▶ **Task goal**: Copy out the items from the line containing "TASK: Mark every silver" through the line containing "74;225;350;253", both included, reproducing each line character for character.

▶ **Extracted data**:
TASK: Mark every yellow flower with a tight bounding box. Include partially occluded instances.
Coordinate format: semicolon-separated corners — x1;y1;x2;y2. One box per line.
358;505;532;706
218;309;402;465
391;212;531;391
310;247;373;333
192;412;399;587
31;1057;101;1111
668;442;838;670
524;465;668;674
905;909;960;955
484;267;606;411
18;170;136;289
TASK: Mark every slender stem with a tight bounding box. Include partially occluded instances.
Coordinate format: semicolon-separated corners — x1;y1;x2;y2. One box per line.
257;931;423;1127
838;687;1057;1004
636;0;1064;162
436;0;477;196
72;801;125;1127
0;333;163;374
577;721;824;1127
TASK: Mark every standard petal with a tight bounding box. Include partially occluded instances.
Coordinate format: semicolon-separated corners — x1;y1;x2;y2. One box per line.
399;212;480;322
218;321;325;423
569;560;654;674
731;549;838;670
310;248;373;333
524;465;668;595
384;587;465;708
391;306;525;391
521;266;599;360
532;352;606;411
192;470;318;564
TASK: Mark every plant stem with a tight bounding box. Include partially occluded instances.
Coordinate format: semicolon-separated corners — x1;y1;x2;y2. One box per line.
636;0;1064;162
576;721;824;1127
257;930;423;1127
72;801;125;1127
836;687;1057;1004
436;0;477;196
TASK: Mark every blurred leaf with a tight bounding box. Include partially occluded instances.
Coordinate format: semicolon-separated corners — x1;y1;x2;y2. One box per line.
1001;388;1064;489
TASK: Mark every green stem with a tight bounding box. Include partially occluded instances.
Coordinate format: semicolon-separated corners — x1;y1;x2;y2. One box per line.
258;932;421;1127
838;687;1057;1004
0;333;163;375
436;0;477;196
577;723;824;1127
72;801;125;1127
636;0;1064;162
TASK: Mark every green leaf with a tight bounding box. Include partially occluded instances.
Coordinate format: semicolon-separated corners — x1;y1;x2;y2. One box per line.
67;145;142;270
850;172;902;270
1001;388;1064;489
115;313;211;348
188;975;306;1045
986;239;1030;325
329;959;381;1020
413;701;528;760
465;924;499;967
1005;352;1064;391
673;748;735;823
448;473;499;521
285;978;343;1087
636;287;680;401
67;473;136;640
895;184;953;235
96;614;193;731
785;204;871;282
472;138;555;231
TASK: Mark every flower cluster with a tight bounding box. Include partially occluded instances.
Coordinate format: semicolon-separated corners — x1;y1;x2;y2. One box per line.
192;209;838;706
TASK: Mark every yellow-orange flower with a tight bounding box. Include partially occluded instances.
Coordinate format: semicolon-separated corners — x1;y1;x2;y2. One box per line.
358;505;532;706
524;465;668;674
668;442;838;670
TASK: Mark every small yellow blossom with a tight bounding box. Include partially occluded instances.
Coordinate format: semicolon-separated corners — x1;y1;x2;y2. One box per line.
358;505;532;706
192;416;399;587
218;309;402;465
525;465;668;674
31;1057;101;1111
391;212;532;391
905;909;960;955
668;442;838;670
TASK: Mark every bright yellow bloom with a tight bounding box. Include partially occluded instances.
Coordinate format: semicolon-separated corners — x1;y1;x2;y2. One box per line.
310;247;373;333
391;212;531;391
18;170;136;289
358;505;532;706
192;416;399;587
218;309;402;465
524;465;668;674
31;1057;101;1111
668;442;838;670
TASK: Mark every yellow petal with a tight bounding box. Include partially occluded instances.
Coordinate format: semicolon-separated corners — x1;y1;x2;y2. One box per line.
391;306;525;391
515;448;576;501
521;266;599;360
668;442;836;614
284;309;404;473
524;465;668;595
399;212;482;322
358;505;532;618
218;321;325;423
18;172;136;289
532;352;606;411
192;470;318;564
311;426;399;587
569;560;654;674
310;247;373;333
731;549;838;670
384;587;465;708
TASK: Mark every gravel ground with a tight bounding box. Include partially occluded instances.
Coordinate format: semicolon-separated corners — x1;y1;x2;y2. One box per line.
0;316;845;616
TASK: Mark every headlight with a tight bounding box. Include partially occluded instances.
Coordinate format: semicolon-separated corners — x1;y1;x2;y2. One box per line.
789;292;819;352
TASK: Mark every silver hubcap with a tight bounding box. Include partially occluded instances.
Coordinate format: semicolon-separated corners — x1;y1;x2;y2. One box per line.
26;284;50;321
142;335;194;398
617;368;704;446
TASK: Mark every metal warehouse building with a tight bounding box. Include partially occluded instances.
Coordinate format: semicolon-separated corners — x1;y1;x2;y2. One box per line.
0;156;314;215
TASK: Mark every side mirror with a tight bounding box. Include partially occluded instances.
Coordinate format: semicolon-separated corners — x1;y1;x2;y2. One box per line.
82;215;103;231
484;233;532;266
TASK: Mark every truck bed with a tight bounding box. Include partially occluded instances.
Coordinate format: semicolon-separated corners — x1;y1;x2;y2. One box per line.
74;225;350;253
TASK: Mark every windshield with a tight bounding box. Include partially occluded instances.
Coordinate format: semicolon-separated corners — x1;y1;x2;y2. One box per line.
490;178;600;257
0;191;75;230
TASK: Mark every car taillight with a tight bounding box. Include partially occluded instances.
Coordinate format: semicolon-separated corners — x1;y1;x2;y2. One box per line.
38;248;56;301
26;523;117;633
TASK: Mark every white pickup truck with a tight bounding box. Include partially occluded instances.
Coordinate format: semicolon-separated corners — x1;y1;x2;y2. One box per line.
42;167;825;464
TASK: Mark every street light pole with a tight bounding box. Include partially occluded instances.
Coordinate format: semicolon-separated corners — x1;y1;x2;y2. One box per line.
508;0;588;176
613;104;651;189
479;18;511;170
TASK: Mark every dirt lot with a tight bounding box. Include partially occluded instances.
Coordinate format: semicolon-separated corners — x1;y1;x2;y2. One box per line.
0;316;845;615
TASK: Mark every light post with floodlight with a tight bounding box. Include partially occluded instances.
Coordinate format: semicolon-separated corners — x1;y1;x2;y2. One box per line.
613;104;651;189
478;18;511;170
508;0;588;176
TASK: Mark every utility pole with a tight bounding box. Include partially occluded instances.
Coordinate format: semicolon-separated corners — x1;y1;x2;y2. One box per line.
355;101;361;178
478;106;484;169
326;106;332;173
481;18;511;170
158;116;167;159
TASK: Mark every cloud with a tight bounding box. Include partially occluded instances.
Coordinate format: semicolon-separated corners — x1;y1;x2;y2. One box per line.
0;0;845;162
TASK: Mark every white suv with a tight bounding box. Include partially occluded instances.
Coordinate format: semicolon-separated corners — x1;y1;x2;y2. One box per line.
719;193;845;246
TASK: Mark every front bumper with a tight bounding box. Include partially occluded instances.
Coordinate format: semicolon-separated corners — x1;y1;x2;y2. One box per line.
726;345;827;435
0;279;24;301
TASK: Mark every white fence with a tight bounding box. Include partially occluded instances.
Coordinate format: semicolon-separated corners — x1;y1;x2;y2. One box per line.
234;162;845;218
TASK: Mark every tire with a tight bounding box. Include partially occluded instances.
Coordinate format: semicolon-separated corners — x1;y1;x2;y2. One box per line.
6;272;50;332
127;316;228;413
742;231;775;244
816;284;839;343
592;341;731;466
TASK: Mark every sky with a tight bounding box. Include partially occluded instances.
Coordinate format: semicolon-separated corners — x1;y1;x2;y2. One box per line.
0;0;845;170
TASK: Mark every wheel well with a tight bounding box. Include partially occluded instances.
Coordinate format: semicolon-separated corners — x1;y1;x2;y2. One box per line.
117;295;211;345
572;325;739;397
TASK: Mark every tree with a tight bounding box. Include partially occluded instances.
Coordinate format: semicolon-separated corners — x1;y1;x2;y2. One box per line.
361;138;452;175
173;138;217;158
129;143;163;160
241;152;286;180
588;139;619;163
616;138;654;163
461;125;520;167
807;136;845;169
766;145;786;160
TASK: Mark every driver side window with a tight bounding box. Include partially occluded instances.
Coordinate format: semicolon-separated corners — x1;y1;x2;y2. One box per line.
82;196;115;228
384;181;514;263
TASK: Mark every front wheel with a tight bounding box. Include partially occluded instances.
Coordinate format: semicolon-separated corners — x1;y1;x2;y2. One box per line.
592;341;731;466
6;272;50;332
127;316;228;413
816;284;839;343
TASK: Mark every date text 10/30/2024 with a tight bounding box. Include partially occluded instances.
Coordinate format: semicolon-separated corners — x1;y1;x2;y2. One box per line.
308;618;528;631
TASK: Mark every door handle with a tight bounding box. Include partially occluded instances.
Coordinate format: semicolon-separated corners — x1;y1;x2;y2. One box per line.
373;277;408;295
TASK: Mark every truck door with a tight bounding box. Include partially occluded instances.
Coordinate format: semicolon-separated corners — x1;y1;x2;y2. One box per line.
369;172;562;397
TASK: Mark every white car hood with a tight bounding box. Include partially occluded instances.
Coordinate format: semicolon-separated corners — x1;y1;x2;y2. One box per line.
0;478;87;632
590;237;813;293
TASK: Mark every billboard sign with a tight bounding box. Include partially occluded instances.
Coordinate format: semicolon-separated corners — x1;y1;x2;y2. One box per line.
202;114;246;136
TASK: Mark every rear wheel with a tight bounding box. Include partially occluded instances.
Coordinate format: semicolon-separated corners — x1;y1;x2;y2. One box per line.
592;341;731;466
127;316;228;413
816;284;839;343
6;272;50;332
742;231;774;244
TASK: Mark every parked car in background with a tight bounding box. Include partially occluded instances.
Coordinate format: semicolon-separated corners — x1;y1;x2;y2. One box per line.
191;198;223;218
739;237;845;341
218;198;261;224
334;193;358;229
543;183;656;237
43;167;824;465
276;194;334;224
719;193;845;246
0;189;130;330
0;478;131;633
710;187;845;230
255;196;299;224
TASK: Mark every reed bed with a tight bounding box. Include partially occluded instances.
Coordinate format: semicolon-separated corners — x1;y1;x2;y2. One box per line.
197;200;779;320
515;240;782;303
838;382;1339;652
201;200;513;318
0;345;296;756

▶ **Task result**:
TASK: Mark every silver hubcap with a tight bounding box. Include partially occluded instances.
Coordinate format: semicolon-separated corners — x1;y1;x2;y2. One box per line.
26;284;50;321
142;335;194;398
617;368;704;446
TASK: Mark every metal warehouse building with a tight bounding box. Include partially occluded instances.
Coordinate format: semicolon-separated corners — x1;y1;x2;y2. One box per line.
0;156;314;215
TASK: Mark every side mirror with a tight bounding box. Include partially occluded instances.
Coordinate format: semicolon-separated corners — x1;y1;x2;y2. One box per line.
82;215;103;231
484;233;532;266
TASK: Mark every truck bed with a tight bounding box. Include partially occluded instances.
Coordinate format: semicolon-separated corners — x1;y1;x2;y2. One box per line.
74;225;350;253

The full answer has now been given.